» SOURCE EXTRACT:
• • •

A positive set-up time describes the length of time that the data must be available and stable before the active clock edge. A positive hold time describes the length of time that the data to be clocked into the flip-flop must remain available and stable after the active clock edge.
Hold-time requirements between flip-flops on the same chip can be avoided by careful design of the on-chip clock distribution network. However, a more difficult problem arises with input flip flops, with respect to the device clock input pin. When specifying the data pin-to-clock pin set-up and hold times, the chip-internal clock distribution delay must be taken into consideration. The internal clock delay retards the clock edge at the input flip, which may require the data source to hold the data values longer. This limits the speed at which the data source can transfer data to the sequential logic element.
FIG. 1 illustrates three clock-to-data timing relationships used to describe the relationships between setup time, hold time, and a clock edge. Referring to the first example, the set-up time (“SUT”) is the length of time that data must be available and stable before the arrival of a clock edge 100. The hold time (“HT”) is the length of time that data to be clocked into the logic element must remain stable after the arrival of clock edge 100. Set-up times limit the maximum clock rate of a system. Positive hold times can cause malfunctioning at any clock rate. Thus, chip designers strive to provide zero or negative hold-time requirements.
The second example in FIG. 1 illustrates the input and output signals of a flip-flop that meets a zero-hold-time requirement. The data, a logic one at the onset of rising edge 110, propagates through the selected logic element to raise the output signal OUT to a logic one. The third example illustrates the input and output signals of a flip-flop that fails to meet a zero-hold-time requirement. The data, a logic one at the onset of rising edge 120, does not initiate the requisite logic one output signal OUT.

• • •

» DATA SECTION:
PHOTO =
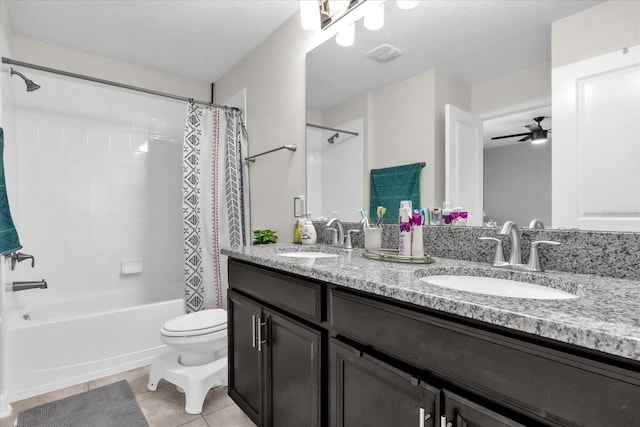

• • •

» TASKS AND EXERCISES:
1: From the set-up and hold time excerpt above, extract the passage beginning with the words "A positive set-up" and ending after the words "after the active clock edge.".
2: Using the set-up and hold time excerpt, mark each statement below yes or no, and quote the words from the excerpt that decide it.
(a) Set-up times limit the maximum clock rate of a system.
(b) Positive hold times cause malfunctioning only at high clock rates.
(c) In the third example in FIG. 1, the data at rising edge 120 produces the logic one output signal OUT.
3: Proceed with the set-up and hold time excerpt, beginning right after its final sentence.

» ANSWERS FOR THE TASKS:
1:
A positive set-up time describes the length of time that the data must be available and stable before the active clock edge. A positive hold time describes the length of time that the data to be clocked into the flip-flop must remain available and stable after the active clock edge.

2:
(a) Yes: "Set-up times limit the maximum clock rate of a system."
(b) No: "Positive hold times can cause malfunctioning at any clock rate."
(c) No: "does not initiate the requisite logic one output signal OUT."

3:
The time required for the output of a sequential logic element to change states in response to a clock is termed the “clock-to-out” delay. When two systems (e.g., two integrated circuits (“ICs”)) communicate synchronously, the data source must guarantee a minimum clock-to-out delay if the receiving device has a positive hold-time requirement. IC manufacturers prefer to provide short clock-to-out delays, but may be unable or unwilling to guarantee some minimum clock-to-out delay to compensate for a positive hold-time requirement. Any input hold time requirement is, therefore, an invitation to system failure. For a more detailed discussion of clock-to-out delays, including methods of measuring them, see U.S. Pat. No. 6,233,205 to Wells et al., which is incorporated herein by reference.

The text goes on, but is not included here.